Outline items for labeled areas
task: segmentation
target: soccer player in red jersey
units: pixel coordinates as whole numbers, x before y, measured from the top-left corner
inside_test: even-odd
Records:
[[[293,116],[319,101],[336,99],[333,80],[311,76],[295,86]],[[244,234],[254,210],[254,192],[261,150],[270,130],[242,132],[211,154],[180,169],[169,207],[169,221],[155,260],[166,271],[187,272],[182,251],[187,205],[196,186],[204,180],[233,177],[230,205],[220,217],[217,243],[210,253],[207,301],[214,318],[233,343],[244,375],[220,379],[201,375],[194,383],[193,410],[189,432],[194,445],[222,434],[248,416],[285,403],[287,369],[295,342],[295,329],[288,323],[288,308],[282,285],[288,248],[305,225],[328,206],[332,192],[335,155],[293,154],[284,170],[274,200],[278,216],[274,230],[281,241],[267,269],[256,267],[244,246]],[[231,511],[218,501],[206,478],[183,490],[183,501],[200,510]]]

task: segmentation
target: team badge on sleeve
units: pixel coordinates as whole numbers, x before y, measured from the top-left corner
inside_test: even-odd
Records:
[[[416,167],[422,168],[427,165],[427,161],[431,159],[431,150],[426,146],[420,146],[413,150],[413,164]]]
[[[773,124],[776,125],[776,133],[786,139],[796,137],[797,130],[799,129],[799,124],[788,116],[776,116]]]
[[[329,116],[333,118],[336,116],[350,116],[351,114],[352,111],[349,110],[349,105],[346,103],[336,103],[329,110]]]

__GIVEN REQUEST__. Write out every line of the records above again, requests included, shifting each outline coordinate in the answers by adding -31 to it.

__FINISHED EXERCISE__.
task: segmentation
target: soccer player in red jersey
units: pixel coordinates as whole numbers, x before y, measured from the top-left corner
inside_test: even-odd
Records:
[[[262,85],[288,70],[305,68],[302,49],[280,45],[264,55]],[[213,203],[223,179],[223,161],[230,119],[239,99],[211,101],[180,123],[149,138],[138,176],[138,190],[124,229],[135,240],[156,241],[151,220],[156,174],[165,155],[173,149],[202,146],[199,174],[189,186],[186,212],[179,222],[176,270],[183,287],[202,312],[213,344],[189,348],[170,344],[163,352],[162,379],[158,401],[163,414],[191,403],[217,385],[254,372],[256,338],[264,311],[264,298],[257,292],[257,277],[251,254],[257,217],[274,194],[297,175],[301,161],[304,124],[262,123],[253,139],[243,169],[247,185],[243,199],[250,210],[236,238],[225,236],[213,215]],[[200,480],[187,470],[175,447],[152,459],[152,470],[169,479]]]

task: segmentation
target: team badge on sleeve
units: pixel coordinates as whole numbers, x before y, measured from the top-left corner
inside_test: even-odd
Records:
[[[385,136],[391,137],[396,134],[396,130],[400,128],[400,119],[395,115],[389,115],[382,119],[382,133]]]
[[[742,93],[745,94],[745,102],[755,108],[765,106],[766,99],[768,98],[768,93],[757,85],[745,85]]]
[[[298,85],[302,87],[305,85],[319,85],[320,83],[321,80],[318,79],[318,74],[315,72],[305,72],[298,79]]]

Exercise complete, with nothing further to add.